Your reply should be only the number of lines in the records that contain the word "rubber".

Text-to-region grounding data
************

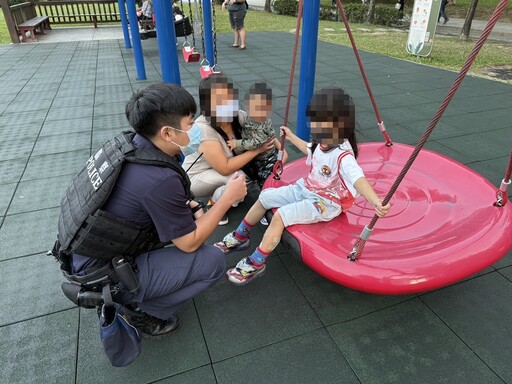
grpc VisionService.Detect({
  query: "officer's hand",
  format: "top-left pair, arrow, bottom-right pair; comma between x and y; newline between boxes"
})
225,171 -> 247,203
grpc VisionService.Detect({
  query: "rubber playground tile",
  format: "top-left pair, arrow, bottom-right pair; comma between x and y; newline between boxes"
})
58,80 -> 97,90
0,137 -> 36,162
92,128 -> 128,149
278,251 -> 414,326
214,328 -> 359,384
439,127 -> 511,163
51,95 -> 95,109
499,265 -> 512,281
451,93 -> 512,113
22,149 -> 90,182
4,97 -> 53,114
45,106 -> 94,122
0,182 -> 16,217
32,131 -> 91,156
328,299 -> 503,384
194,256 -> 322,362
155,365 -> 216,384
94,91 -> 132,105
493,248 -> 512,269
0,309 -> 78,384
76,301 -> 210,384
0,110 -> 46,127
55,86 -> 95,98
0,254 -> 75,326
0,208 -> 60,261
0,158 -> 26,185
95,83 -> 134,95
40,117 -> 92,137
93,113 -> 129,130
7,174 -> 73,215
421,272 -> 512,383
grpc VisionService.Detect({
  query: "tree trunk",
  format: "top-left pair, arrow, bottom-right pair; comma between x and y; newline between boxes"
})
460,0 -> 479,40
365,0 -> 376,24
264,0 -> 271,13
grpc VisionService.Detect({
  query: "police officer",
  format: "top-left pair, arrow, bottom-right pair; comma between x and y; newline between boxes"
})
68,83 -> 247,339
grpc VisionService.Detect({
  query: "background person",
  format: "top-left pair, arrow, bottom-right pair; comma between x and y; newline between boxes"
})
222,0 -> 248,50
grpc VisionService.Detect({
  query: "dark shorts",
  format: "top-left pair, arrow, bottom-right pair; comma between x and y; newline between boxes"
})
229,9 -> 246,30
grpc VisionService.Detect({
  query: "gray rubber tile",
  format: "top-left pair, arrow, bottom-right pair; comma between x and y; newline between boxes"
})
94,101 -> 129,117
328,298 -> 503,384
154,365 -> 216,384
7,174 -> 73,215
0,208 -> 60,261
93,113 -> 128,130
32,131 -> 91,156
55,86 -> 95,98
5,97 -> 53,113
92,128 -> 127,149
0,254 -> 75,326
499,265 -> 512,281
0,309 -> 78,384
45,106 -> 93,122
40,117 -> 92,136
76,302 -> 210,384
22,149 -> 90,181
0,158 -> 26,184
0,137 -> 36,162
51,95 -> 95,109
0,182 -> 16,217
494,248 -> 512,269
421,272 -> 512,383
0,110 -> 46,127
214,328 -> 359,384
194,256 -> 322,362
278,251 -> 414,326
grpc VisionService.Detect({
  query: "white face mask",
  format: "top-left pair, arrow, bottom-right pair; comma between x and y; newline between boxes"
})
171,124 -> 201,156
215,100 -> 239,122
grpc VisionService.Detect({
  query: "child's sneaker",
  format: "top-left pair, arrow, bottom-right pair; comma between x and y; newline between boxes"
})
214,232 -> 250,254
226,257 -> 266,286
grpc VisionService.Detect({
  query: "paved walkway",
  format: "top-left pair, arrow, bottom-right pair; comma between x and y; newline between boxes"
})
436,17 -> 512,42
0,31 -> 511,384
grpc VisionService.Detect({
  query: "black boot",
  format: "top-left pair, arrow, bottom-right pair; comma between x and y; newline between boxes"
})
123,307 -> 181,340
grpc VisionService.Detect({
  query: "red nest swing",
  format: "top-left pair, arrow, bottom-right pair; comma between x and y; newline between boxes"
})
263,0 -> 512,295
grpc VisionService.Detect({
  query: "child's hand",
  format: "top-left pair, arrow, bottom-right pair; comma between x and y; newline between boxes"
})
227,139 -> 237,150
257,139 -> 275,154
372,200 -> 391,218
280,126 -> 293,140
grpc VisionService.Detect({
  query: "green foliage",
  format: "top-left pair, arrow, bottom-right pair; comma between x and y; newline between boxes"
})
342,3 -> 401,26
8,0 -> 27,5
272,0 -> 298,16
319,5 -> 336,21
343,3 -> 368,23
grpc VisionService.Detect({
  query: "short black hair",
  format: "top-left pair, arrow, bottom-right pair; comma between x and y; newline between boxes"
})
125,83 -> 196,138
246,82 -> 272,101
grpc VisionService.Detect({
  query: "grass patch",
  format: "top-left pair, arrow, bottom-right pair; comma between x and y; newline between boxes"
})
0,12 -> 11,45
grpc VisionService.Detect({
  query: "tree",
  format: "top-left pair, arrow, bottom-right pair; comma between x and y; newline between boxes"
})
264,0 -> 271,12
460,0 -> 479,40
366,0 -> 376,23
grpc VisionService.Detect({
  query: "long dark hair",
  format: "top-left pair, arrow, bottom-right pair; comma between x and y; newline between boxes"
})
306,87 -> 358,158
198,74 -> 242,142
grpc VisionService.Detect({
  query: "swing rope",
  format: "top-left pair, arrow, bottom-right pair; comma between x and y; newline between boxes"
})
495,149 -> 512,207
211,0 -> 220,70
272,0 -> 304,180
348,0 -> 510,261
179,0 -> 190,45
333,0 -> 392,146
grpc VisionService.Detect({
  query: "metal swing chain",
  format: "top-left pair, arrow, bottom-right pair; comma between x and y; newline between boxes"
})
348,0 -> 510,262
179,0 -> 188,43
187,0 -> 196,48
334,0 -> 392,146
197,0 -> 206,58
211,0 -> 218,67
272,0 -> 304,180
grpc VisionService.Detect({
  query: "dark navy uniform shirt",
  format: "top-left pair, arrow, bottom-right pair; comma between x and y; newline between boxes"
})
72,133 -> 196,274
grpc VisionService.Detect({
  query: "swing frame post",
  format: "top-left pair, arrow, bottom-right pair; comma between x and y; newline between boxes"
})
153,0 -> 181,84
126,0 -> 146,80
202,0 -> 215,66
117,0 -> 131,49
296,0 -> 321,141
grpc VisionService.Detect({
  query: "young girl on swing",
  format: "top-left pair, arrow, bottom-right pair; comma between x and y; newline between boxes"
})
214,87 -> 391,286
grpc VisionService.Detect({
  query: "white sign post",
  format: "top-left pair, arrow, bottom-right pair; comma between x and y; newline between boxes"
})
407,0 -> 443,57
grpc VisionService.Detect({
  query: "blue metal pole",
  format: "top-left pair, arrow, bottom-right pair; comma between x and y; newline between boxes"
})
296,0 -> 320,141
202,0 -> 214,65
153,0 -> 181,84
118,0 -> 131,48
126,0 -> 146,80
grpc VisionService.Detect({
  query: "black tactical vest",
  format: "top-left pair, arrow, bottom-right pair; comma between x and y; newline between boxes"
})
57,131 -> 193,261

************

= Solution to the exercise =
2